• _Work to be completed_:
Output every line of the items below as a two-column Markdown table headed Row and Line, numbering each row and leaving out blank lines.
** Opening Information provided block **
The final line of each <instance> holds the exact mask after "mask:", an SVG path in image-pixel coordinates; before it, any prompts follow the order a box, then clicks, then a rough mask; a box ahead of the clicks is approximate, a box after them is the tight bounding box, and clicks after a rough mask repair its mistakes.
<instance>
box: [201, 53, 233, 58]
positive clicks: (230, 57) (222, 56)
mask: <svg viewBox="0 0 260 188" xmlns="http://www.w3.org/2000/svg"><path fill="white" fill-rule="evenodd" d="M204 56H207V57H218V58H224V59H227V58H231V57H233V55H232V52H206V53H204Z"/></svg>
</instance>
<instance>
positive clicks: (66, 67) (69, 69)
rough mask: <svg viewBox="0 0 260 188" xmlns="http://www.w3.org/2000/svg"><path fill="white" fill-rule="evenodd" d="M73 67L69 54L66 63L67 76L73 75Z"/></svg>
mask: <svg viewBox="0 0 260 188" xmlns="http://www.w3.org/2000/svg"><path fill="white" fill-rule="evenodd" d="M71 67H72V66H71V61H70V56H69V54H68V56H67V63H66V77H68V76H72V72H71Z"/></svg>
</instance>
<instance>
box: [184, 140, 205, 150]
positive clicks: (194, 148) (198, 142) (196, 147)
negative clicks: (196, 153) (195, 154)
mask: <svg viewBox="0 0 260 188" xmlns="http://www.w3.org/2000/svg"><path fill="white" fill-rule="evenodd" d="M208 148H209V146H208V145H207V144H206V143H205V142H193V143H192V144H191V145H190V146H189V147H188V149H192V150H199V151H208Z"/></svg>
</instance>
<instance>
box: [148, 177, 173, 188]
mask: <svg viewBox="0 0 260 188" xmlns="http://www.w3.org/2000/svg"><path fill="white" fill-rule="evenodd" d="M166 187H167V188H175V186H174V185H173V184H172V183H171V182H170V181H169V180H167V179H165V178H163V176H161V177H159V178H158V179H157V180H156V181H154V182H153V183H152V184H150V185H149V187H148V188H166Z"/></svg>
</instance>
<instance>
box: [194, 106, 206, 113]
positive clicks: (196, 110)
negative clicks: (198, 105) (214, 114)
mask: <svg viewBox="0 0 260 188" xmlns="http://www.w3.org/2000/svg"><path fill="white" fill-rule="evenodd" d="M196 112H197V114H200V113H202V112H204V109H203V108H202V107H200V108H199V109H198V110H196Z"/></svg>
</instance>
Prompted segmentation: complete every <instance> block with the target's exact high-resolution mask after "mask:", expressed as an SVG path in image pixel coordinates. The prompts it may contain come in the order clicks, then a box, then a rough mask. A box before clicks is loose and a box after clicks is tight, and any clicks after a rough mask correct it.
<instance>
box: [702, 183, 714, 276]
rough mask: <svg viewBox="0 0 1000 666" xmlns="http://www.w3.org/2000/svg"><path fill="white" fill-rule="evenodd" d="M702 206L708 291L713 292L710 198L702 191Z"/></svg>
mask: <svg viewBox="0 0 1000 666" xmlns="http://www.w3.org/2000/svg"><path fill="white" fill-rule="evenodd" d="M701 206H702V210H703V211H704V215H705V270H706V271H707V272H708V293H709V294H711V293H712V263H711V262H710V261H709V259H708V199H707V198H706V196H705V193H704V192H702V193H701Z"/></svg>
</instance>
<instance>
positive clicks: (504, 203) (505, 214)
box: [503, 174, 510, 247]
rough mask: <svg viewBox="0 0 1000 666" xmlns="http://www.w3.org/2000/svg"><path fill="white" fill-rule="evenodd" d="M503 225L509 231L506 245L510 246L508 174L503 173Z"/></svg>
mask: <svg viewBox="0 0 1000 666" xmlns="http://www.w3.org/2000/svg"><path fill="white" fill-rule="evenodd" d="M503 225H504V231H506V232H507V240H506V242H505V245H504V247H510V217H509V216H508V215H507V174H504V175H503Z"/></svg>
** Closing Information provided block **
• _Reply_:
| Row | Line |
|---|---|
| 1 | The final line of each <instance> holds the exact mask after "mask:", an SVG path in image-pixel coordinates; before it, any prompts follow the order a box, then clicks, then a rough mask; a box ahead of the clicks is approximate, a box after them is the tight bounding box, and clicks after a rough mask repair its mistakes. |
| 2 | <instance> |
| 3 | box: [201, 53, 233, 58] |
| 4 | positive clicks: (230, 57) (222, 56) |
| 5 | mask: <svg viewBox="0 0 260 188" xmlns="http://www.w3.org/2000/svg"><path fill="white" fill-rule="evenodd" d="M204 56H207V57H218V58H224V59H227V58H231V57H233V55H232V52H206V53H204Z"/></svg> |
| 6 | </instance> |
| 7 | <instance> |
| 8 | positive clicks: (66, 67) (69, 69) |
| 9 | rough mask: <svg viewBox="0 0 260 188" xmlns="http://www.w3.org/2000/svg"><path fill="white" fill-rule="evenodd" d="M73 67L69 54L66 63L67 76L73 75Z"/></svg> |
| 10 | mask: <svg viewBox="0 0 260 188" xmlns="http://www.w3.org/2000/svg"><path fill="white" fill-rule="evenodd" d="M71 67H72V66H71V61H70V56H69V54H68V56H67V63H66V77H68V76H72V72H71Z"/></svg> |
| 11 | </instance> |
| 12 | <instance> |
| 13 | box: [184, 140, 205, 150] |
| 14 | positive clicks: (194, 148) (198, 142) (196, 147) |
| 15 | negative clicks: (196, 153) (195, 154) |
| 16 | mask: <svg viewBox="0 0 260 188" xmlns="http://www.w3.org/2000/svg"><path fill="white" fill-rule="evenodd" d="M208 148H209V146H208V145H207V144H206V143H205V142H193V143H192V144H191V145H190V146H189V147H188V149H192V150H199V151H208Z"/></svg> |
| 17 | </instance> |
| 18 | <instance> |
| 19 | box: [148, 177, 173, 188] |
| 20 | mask: <svg viewBox="0 0 260 188" xmlns="http://www.w3.org/2000/svg"><path fill="white" fill-rule="evenodd" d="M166 187H167V188H175V186H174V185H173V184H172V183H171V182H170V181H169V180H167V179H165V178H163V176H161V177H159V178H158V179H157V180H156V181H154V182H153V183H152V184H150V185H149V187H148V188H166Z"/></svg> |
| 21 | </instance> |
| 22 | <instance> |
| 23 | box: [194, 106, 206, 113] |
| 24 | positive clicks: (196, 110) |
| 25 | negative clicks: (198, 105) (214, 114) |
| 26 | mask: <svg viewBox="0 0 260 188" xmlns="http://www.w3.org/2000/svg"><path fill="white" fill-rule="evenodd" d="M196 112H197V114H200V113H202V112H204V109H203V108H202V107H200V108H199V109H198V110H196Z"/></svg> |
| 27 | </instance> |
| 28 | Prompted segmentation: complete every <instance> block with the target's exact high-resolution mask after "mask:", expressed as an SVG path in image pixel coordinates. The prompts it may contain come in the order clicks, then a box, then a rough mask. A box before clicks is loose and a box after clicks is tight, and any clicks after a rough mask correct it. |
| 29 | <instance> |
| 30 | box: [702, 183, 714, 276] |
| 31 | rough mask: <svg viewBox="0 0 1000 666" xmlns="http://www.w3.org/2000/svg"><path fill="white" fill-rule="evenodd" d="M702 206L708 291L713 292L710 198L702 191Z"/></svg> |
| 32 | mask: <svg viewBox="0 0 1000 666" xmlns="http://www.w3.org/2000/svg"><path fill="white" fill-rule="evenodd" d="M701 206H702V210H703V211H704V215H705V270H706V271H707V272H708V293H709V294H711V293H712V263H711V262H710V261H709V259H708V199H707V198H706V196H705V193H704V192H702V193H701Z"/></svg> |
| 33 | </instance> |
| 34 | <instance> |
| 35 | positive clicks: (504, 203) (505, 214) |
| 36 | box: [503, 174, 510, 247] |
| 37 | rough mask: <svg viewBox="0 0 1000 666" xmlns="http://www.w3.org/2000/svg"><path fill="white" fill-rule="evenodd" d="M503 225L509 231L506 245L510 246L508 174L503 173Z"/></svg> |
| 38 | mask: <svg viewBox="0 0 1000 666" xmlns="http://www.w3.org/2000/svg"><path fill="white" fill-rule="evenodd" d="M503 225H504V231H506V232H507V240H506V242H505V245H504V247H510V217H509V216H508V215H507V174H504V175H503Z"/></svg> |